Work to complete:
Two lines below mark the span: the one containing "Task: point out the reflected" and the one containing "Task: point out the gray". Set down both, plus every line between, exactly as they stand, and nothing else.

Exercise data:

◆ ◆ ◆ ◆ ◆

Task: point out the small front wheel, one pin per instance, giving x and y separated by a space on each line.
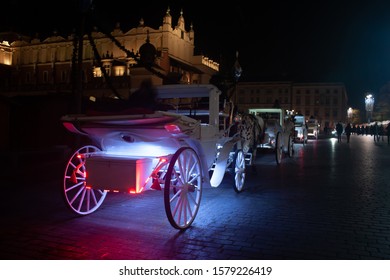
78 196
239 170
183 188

◆ ◆ ◆ ◆ ◆

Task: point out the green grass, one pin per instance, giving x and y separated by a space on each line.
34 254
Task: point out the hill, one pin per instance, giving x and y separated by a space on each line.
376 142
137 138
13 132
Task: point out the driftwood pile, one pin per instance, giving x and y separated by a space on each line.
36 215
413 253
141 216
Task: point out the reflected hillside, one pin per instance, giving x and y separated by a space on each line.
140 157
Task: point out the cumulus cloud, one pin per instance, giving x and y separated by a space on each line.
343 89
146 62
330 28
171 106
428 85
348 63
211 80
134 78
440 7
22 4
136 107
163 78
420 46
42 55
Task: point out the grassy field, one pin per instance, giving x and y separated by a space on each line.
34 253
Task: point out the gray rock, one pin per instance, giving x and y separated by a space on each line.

◆ ◆ ◆ ◆ ◆

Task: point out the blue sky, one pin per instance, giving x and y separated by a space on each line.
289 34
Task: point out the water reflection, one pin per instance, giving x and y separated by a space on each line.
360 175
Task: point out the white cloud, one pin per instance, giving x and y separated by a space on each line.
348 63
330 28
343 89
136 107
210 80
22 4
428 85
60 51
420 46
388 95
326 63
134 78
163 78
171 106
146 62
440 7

◆ ◆ ◆ ◆ ◆

Written answer:
Task: point out the reflected hillside, one pin per instance, giving x and y separated by a space on each line.
140 157
Task: point out the cumulus cloud, one pin per instance, giving x and y separated by a space on each line.
343 89
146 62
330 28
171 106
428 85
348 63
211 80
134 78
440 7
22 4
136 107
163 78
420 46
42 55
Task: point out the grassy field, one pin per instance, giving x and y separated by a space on each line.
34 253
Task: point out the gray rock, one pin per instance, giving x and y separated by a space on each line.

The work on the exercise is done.